▸ **STATED PROBLEM**: Can you rewrite the records from the line containing "black shorts, listing" through the end of the records, changing "goalkeeper" to "keeper" and keeping everything else the same?

Records excerpted from a collection
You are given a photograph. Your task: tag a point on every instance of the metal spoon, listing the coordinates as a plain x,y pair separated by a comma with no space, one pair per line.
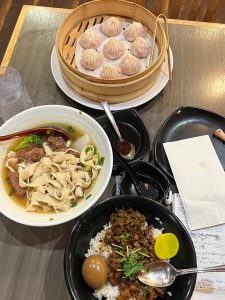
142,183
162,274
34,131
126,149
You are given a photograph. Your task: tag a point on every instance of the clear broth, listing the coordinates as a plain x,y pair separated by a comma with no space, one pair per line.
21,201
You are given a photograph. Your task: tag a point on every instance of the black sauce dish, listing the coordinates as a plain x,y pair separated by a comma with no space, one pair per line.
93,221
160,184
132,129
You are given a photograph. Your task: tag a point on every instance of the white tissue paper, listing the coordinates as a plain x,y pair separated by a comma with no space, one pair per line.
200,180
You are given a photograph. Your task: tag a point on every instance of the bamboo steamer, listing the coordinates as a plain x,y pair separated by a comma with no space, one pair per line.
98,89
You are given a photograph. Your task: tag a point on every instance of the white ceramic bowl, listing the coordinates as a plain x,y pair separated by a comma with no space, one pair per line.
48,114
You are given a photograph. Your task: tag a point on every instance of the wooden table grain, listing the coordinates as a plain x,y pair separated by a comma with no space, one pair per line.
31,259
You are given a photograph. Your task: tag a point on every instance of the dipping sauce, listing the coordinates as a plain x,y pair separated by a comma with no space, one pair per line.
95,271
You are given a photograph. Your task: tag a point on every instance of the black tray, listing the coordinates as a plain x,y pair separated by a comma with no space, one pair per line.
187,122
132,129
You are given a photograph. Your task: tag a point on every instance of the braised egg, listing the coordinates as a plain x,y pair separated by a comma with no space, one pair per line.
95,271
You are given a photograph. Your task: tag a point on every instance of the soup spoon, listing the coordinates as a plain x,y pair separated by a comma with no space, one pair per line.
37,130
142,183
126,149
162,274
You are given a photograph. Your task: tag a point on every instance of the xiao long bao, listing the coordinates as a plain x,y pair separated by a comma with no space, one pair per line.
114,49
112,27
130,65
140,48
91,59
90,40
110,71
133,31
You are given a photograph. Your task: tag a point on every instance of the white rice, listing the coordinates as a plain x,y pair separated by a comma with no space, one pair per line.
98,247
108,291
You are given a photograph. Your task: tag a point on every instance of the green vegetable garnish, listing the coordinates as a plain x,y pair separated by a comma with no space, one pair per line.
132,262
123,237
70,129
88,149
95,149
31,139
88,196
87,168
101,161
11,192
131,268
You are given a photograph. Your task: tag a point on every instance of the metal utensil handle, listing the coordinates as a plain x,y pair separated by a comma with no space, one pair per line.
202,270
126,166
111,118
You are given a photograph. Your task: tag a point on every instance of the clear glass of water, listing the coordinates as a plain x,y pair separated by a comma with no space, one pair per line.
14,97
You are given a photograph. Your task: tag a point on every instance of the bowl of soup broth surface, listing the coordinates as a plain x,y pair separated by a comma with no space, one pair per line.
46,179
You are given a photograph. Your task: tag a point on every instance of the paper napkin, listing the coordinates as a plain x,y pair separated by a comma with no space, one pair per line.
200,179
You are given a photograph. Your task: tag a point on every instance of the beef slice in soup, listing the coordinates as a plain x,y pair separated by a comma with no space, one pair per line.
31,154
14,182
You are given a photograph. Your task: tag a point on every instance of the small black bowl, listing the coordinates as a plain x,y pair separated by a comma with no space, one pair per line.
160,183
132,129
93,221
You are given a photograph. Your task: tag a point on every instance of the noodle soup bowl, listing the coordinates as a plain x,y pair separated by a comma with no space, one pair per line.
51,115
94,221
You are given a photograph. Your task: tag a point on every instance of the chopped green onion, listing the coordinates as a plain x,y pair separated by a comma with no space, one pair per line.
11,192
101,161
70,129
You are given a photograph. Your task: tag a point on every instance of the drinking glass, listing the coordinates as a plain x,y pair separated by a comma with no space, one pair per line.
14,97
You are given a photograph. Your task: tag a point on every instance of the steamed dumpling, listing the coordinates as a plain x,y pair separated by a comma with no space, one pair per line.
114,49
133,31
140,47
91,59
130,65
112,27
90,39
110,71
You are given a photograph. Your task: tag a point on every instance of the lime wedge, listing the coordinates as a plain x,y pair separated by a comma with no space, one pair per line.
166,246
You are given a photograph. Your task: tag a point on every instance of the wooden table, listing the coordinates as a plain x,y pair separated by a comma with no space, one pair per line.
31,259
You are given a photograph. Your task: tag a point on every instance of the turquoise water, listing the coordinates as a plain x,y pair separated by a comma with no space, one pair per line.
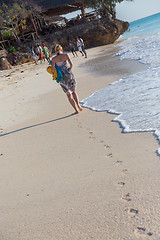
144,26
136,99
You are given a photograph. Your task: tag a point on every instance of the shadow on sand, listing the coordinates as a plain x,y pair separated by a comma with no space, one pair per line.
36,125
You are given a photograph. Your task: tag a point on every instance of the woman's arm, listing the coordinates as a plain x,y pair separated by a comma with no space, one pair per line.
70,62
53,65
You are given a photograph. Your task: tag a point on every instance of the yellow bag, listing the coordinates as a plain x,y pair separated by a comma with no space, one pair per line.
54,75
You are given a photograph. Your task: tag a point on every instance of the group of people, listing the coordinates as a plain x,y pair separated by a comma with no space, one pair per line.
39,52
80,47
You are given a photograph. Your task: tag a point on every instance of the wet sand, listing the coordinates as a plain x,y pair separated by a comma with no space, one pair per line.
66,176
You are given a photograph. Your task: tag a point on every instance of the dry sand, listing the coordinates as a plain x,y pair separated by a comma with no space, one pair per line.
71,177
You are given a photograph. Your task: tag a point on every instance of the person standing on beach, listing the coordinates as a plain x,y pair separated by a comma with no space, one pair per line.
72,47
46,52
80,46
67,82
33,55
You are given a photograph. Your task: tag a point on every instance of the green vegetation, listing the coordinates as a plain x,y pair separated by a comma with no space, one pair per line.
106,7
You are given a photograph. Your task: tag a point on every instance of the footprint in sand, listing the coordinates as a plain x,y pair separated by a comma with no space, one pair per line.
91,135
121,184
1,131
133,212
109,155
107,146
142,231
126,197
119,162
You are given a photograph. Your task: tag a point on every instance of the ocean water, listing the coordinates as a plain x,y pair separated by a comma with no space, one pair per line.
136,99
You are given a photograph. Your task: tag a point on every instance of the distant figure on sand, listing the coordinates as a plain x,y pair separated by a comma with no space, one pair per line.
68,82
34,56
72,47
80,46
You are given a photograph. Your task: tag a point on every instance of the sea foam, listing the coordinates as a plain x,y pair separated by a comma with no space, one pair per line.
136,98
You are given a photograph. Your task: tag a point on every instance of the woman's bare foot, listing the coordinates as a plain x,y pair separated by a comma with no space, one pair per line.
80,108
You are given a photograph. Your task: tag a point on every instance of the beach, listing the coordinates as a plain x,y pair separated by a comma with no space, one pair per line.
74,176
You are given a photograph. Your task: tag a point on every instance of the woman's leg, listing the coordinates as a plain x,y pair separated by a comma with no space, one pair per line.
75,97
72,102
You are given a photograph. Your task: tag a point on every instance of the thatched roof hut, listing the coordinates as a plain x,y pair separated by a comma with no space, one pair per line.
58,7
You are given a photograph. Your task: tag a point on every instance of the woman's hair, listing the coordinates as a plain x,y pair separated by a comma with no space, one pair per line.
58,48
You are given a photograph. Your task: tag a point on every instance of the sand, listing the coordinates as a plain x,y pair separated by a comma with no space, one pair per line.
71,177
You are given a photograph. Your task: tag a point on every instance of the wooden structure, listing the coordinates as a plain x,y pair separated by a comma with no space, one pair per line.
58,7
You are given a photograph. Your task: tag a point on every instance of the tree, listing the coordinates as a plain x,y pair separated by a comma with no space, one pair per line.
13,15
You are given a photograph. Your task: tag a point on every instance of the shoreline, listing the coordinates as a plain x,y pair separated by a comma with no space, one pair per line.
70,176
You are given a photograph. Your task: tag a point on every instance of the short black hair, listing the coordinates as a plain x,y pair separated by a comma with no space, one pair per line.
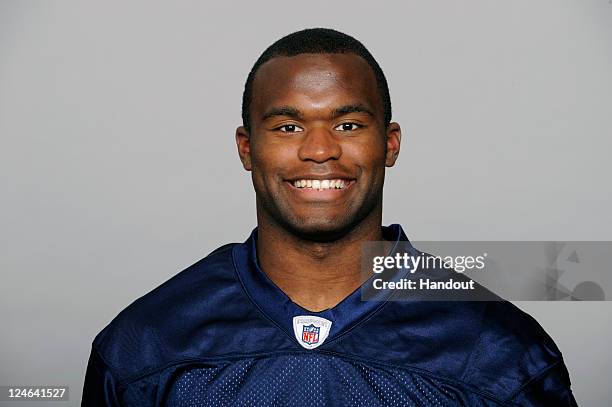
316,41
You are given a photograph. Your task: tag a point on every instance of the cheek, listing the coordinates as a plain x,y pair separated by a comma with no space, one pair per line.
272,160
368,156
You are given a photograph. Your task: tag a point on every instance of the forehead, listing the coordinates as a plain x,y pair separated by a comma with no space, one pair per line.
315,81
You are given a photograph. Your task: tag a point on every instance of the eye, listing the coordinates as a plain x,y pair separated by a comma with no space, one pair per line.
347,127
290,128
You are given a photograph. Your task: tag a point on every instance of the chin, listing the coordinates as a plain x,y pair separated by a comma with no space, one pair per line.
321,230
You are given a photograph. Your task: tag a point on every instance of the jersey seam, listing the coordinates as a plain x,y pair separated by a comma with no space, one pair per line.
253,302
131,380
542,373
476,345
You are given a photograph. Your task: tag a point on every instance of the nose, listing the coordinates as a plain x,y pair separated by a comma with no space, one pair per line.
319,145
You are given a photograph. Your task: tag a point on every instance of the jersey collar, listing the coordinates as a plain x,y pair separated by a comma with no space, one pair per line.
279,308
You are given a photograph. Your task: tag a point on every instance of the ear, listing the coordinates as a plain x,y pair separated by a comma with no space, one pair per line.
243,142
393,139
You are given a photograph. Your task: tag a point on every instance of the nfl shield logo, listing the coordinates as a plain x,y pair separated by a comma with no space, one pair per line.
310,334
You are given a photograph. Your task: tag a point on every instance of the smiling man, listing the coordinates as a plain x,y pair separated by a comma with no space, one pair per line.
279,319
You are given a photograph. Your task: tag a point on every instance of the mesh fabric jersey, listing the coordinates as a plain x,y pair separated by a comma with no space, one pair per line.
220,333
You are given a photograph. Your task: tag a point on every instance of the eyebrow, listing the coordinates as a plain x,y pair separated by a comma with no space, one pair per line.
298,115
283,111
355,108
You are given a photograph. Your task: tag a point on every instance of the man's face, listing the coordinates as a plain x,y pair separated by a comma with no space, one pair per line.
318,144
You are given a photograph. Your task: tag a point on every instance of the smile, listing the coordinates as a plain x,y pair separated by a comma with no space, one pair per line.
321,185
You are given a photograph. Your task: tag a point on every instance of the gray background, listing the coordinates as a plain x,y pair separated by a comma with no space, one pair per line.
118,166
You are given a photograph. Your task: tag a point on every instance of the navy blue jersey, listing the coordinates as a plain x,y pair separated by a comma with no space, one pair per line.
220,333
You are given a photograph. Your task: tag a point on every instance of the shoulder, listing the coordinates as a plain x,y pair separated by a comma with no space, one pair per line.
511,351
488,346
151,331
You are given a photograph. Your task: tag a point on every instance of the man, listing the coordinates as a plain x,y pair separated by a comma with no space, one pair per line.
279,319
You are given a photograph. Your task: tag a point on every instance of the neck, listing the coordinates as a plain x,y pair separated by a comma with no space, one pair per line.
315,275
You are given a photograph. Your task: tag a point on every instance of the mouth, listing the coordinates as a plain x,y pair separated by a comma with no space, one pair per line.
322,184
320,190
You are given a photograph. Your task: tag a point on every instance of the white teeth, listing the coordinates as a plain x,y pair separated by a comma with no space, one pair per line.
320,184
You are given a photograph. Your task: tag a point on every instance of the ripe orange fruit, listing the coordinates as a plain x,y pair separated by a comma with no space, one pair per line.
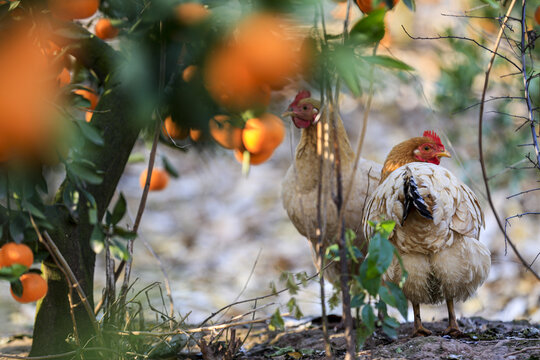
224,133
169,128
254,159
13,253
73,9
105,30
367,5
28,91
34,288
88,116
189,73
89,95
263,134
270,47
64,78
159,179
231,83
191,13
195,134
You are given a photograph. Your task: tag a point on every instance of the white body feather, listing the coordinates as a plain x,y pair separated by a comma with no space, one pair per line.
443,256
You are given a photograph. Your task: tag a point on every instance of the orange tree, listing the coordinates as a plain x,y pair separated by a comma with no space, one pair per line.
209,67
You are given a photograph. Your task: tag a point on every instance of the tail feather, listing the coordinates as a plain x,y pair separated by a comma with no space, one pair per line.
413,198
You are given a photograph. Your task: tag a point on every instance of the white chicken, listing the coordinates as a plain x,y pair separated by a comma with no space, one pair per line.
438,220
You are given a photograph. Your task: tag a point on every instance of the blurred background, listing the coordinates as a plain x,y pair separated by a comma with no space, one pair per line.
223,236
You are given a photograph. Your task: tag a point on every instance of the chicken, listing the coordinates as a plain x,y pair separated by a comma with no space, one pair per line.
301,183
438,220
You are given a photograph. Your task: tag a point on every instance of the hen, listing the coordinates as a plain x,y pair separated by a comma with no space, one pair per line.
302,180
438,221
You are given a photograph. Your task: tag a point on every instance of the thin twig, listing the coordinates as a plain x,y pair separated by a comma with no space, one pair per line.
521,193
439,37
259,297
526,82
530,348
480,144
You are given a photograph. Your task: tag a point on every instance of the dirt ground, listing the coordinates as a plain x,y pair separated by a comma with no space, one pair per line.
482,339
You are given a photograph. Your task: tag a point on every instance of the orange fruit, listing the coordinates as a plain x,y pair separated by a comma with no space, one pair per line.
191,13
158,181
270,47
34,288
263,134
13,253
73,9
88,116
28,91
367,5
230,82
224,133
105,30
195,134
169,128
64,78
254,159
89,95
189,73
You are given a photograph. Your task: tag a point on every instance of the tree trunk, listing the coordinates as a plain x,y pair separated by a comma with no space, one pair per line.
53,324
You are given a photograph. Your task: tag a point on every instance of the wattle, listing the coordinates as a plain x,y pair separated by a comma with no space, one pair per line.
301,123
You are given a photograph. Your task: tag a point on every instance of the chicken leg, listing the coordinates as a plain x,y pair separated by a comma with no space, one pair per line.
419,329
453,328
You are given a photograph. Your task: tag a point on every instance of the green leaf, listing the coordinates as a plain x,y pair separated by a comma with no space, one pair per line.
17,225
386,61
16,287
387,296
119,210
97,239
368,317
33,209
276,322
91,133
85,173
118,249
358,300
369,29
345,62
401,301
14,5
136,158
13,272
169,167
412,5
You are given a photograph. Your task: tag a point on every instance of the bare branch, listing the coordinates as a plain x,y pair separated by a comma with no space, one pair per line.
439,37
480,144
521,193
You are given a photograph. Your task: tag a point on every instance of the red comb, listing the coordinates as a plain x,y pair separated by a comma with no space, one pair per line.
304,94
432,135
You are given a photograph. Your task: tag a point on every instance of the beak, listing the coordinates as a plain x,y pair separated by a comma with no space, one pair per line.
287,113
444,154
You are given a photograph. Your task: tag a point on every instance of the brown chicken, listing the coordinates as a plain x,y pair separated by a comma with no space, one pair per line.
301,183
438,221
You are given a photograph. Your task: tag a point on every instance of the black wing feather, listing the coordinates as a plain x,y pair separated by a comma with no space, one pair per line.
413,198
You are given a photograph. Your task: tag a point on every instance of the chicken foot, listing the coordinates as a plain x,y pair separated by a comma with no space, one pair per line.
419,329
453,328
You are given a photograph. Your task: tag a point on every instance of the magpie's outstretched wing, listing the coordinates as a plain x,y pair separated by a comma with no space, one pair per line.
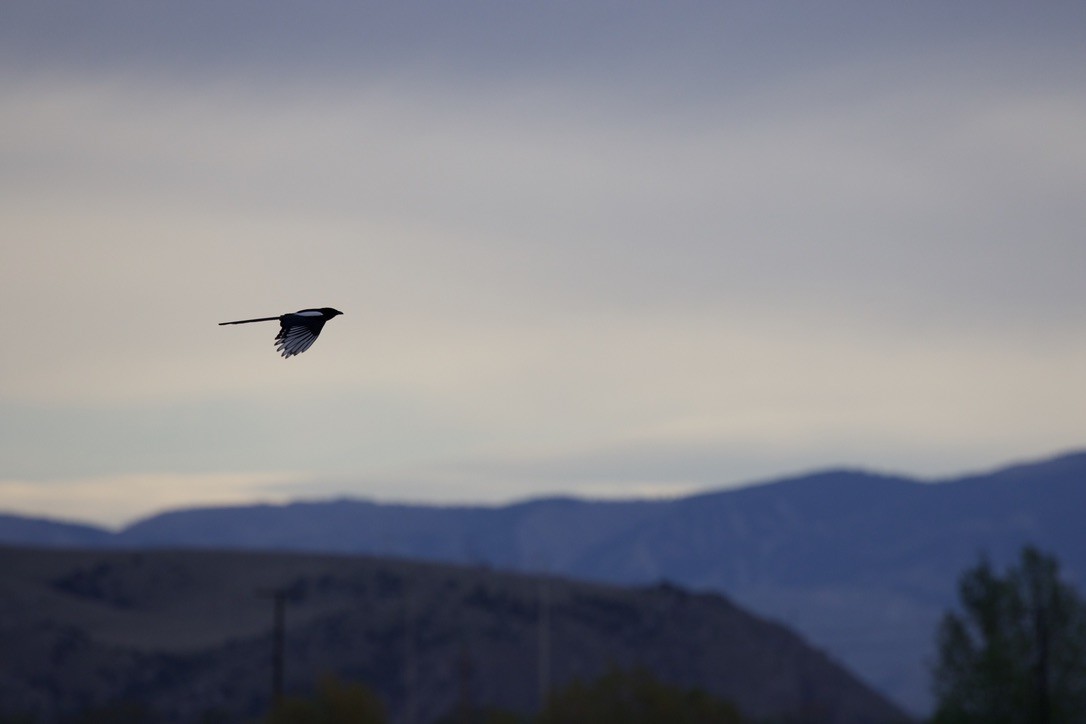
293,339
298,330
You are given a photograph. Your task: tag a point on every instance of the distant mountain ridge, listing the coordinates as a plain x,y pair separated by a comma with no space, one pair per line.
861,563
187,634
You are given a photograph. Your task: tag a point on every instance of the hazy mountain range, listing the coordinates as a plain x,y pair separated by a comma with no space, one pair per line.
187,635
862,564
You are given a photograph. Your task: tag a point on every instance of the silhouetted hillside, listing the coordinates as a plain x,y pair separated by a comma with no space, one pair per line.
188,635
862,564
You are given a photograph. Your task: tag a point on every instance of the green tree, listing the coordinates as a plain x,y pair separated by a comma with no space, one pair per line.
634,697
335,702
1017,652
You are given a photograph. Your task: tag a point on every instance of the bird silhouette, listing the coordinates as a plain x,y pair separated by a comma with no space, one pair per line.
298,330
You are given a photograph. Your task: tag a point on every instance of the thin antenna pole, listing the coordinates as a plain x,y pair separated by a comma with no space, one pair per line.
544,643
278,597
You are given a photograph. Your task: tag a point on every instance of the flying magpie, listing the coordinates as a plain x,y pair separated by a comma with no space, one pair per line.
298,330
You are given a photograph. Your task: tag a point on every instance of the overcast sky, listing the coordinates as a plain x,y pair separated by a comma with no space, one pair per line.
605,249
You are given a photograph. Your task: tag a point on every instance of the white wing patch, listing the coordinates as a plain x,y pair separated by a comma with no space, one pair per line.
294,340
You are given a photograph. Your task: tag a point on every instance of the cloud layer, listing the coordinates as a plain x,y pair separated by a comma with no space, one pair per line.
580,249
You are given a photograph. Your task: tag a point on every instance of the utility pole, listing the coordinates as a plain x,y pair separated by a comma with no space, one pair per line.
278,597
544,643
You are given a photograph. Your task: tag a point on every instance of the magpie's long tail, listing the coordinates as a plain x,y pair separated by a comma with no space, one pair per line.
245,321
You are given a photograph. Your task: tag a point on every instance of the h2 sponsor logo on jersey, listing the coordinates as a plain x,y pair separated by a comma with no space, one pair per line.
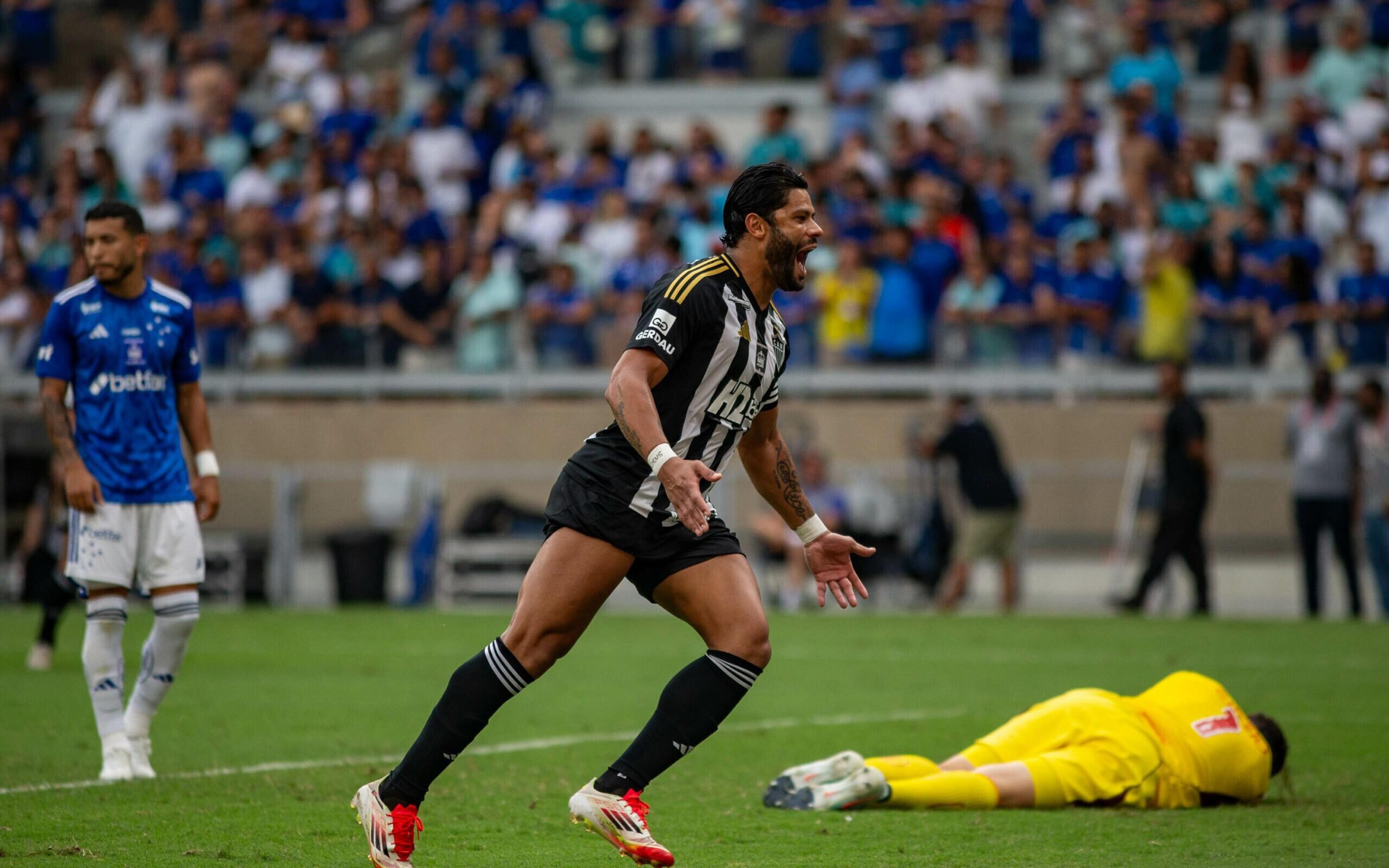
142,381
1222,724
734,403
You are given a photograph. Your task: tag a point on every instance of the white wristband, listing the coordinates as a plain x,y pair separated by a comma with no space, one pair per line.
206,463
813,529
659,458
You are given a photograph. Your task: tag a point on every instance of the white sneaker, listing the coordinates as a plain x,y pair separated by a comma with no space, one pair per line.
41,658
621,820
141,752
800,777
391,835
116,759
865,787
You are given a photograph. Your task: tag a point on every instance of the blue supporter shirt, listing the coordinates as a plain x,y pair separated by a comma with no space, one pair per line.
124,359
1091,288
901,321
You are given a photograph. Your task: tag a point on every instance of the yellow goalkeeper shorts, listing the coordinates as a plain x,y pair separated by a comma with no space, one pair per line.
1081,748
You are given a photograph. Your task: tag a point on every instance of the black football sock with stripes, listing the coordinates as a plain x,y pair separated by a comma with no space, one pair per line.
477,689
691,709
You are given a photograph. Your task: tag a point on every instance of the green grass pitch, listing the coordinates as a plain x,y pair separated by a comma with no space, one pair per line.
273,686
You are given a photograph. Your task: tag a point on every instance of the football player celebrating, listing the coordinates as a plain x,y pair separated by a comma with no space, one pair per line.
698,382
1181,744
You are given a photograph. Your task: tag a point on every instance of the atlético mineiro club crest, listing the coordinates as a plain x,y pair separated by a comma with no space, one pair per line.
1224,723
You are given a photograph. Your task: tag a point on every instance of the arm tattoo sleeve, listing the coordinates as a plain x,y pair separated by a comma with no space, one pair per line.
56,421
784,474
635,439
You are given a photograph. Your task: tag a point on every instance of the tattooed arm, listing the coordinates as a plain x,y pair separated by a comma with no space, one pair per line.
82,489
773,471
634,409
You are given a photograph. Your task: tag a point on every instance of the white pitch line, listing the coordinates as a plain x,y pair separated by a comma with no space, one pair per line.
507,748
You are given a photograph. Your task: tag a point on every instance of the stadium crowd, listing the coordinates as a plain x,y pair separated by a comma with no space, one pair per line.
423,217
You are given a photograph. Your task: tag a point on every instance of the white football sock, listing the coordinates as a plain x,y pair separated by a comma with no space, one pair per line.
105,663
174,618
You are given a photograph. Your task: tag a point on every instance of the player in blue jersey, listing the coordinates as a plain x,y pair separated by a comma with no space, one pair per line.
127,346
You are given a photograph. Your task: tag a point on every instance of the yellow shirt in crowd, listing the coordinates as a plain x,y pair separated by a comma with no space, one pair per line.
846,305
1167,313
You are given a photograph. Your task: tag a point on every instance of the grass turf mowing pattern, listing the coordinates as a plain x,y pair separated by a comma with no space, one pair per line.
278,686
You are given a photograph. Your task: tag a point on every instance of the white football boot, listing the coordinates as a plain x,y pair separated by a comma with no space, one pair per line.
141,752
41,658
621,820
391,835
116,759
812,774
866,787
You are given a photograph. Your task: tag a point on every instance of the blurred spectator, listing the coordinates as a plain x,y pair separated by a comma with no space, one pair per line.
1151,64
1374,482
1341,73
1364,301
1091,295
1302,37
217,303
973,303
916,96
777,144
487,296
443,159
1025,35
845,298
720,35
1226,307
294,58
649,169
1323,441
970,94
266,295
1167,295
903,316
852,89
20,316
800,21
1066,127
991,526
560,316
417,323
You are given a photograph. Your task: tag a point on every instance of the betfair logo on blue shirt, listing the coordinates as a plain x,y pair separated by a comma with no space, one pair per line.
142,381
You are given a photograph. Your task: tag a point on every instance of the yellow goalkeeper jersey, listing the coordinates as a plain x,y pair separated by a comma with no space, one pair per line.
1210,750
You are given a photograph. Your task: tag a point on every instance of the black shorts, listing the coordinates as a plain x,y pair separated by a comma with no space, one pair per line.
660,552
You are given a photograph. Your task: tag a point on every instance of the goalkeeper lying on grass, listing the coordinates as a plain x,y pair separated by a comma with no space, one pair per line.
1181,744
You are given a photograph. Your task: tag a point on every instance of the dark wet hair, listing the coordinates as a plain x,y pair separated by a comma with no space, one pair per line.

▸ **OUTPUT FOR THIS EXERCISE**:
You are given a photograph. Your task: tag a point on every instance of the black shorts, listing the coordinates as a plain x,y pair separated by a comma with no space, one pair per line.
660,552
You are given a photograph. Your task: tag a point on every instance of the keeper lying on grass, listing the coordinates as a plain x,y pair separated by a comma with no space, one pair per line.
1181,744
You are given a photograph. Your task: tag a point on every instance of the dark wet hair, listing the coordinates as a plain x,y pair separated by a comma with no space, one pair per line.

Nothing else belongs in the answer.